Stored items from a collection
^^^^^^^^^^^^^^^^
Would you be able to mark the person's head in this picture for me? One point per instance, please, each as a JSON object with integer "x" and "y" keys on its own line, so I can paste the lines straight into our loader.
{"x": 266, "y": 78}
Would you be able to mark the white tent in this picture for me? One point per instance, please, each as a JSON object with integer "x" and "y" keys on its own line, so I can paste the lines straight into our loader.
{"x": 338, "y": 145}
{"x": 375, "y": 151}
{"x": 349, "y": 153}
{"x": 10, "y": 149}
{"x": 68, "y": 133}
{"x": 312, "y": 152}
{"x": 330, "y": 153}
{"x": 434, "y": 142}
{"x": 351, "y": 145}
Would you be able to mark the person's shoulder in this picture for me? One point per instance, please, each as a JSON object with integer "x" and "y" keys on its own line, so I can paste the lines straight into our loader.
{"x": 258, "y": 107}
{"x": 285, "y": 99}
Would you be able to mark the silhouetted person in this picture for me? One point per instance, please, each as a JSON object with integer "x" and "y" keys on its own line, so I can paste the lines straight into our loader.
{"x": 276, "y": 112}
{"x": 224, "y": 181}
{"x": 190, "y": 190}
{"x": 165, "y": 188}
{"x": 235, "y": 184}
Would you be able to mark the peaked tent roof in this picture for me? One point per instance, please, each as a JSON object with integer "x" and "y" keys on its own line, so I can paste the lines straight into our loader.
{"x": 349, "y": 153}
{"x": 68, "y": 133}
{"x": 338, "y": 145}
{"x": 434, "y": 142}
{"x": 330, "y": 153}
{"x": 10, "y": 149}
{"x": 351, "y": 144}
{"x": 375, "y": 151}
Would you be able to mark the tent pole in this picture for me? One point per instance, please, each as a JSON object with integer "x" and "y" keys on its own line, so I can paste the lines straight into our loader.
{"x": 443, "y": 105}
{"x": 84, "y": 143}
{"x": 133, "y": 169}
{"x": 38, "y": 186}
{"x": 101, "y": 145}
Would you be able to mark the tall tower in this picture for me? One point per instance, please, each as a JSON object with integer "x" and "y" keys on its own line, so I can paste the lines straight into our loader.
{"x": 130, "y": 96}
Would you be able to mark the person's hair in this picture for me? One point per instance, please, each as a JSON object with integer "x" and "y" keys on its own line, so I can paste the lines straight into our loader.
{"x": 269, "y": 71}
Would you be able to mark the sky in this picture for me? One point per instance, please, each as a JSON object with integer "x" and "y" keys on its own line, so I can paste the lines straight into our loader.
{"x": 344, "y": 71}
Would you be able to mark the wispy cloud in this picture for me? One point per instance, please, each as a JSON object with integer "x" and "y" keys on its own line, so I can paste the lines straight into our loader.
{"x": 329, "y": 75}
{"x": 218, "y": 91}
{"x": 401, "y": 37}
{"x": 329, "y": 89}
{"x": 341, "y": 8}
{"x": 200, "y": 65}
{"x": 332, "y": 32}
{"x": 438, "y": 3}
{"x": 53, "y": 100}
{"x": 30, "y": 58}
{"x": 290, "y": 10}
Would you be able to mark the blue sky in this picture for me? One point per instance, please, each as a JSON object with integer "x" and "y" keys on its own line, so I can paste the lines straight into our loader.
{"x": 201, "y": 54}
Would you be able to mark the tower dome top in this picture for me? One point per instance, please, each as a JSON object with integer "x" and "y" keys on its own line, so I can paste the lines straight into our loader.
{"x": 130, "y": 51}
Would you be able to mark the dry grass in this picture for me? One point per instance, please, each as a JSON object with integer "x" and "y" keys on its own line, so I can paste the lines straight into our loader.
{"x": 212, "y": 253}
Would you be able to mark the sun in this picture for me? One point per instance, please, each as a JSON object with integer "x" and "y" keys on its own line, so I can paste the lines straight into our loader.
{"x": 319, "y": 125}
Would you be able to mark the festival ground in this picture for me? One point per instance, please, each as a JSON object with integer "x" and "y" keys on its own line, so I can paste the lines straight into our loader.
^^^^^^^^^^^^^^^^
PROBLEM
Write the entries out again verbatim, every one of them.

REPLY TO THE TASK
Would you be able to mark the person's head in this picture for me? One point per instance, please, each as a JSON object with integer "x" and "y" keys on its own line, so I can paste the lines straight into our loader.
{"x": 266, "y": 78}
Would you be able to mark the white tent in this picture for me? One point per instance, please, each as a JSON object with integer "x" and "y" keys on its own line, so I can paste the lines straight into our loader.
{"x": 338, "y": 145}
{"x": 375, "y": 151}
{"x": 349, "y": 153}
{"x": 10, "y": 149}
{"x": 68, "y": 133}
{"x": 312, "y": 152}
{"x": 330, "y": 153}
{"x": 434, "y": 142}
{"x": 351, "y": 145}
Would you be able to mark the person's shoulder in this picture for me? One point per instance, please, each as a JSON object with integer "x" and "y" keys on its own line, so I can paste the lines straight into our loader.
{"x": 258, "y": 107}
{"x": 285, "y": 99}
Would you be able to mark the silhouetted person in this picture for me? One point per instance, please, each as a JSON object with integer "x" and "y" keys on its own line, so I can paste the lines straight into our loader.
{"x": 276, "y": 112}
{"x": 224, "y": 181}
{"x": 190, "y": 190}
{"x": 165, "y": 188}
{"x": 235, "y": 184}
Would you be able to mark the peaked tent roof in this picture for me? One point per instance, please, each as a JSON object with integer "x" and "y" keys on its own line, so I can paste the lines straight into our loader.
{"x": 349, "y": 153}
{"x": 68, "y": 133}
{"x": 338, "y": 145}
{"x": 434, "y": 142}
{"x": 330, "y": 153}
{"x": 10, "y": 149}
{"x": 351, "y": 144}
{"x": 375, "y": 151}
Would you be able to mark the tent pole in this picture for me? One point per instance, please, each as a JSON object with integer "x" and "y" keys on its own line, so I can paste the lines straight into our loader.
{"x": 443, "y": 105}
{"x": 84, "y": 143}
{"x": 133, "y": 169}
{"x": 38, "y": 186}
{"x": 101, "y": 145}
Would you be able to mark the tall tower in this picture for me? One point per instance, please, each as a JSON object with integer "x" and "y" keys on its own line, so I can paste the lines straight into our loader.
{"x": 130, "y": 96}
Would you be able to mark the person's hair in this picture for me? One point per instance, please, each as a JSON object with integer "x" and "y" keys on its own line, so I can paste the lines straight into our loader.
{"x": 269, "y": 71}
Would you be able to mark the sky in this picture for me? One point per instance, please, each as a JSON object with integer "x" and "y" keys on its own line, so I can paste the lines straight into our loader.
{"x": 344, "y": 71}
Would you be able to mark the wispy cloud in this picture for me? One point per instance, please, each as a JSON object with integer "x" and "y" keys on its own line, so I can paste the lines straight into our loader.
{"x": 329, "y": 75}
{"x": 218, "y": 91}
{"x": 401, "y": 37}
{"x": 329, "y": 89}
{"x": 341, "y": 8}
{"x": 200, "y": 65}
{"x": 332, "y": 32}
{"x": 438, "y": 3}
{"x": 53, "y": 100}
{"x": 30, "y": 58}
{"x": 290, "y": 10}
Would you be able to mark the blue sky in this picture for me? One point per instance, please, each as a JSON object with integer "x" and "y" keys on its own line, so I can paste the lines straight into our loader.
{"x": 201, "y": 54}
Would you be able to mark the tower dome top in this picture for me? One point per instance, please, each as a JSON object with integer "x" and "y" keys on its own line, so I can paste the lines straight into our loader.
{"x": 130, "y": 51}
Would you be able to mark the dry grass in this picture for me? One point per instance, please, each as a JSON object with integer "x" and "y" keys on its own line, so I can paste the lines straight into our loader.
{"x": 212, "y": 253}
Would you be able to mark the sun in this picture for me? One point per instance, please, each as a JSON object with integer "x" and "y" keys on its own line, so I can paste the lines straight into our loader.
{"x": 319, "y": 125}
Would you be able to mark the festival ground in this picture for me? One point per instance, please, each as a JSON object with integer "x" and "y" keys on its own line, so I can paste the lines straight into our loader.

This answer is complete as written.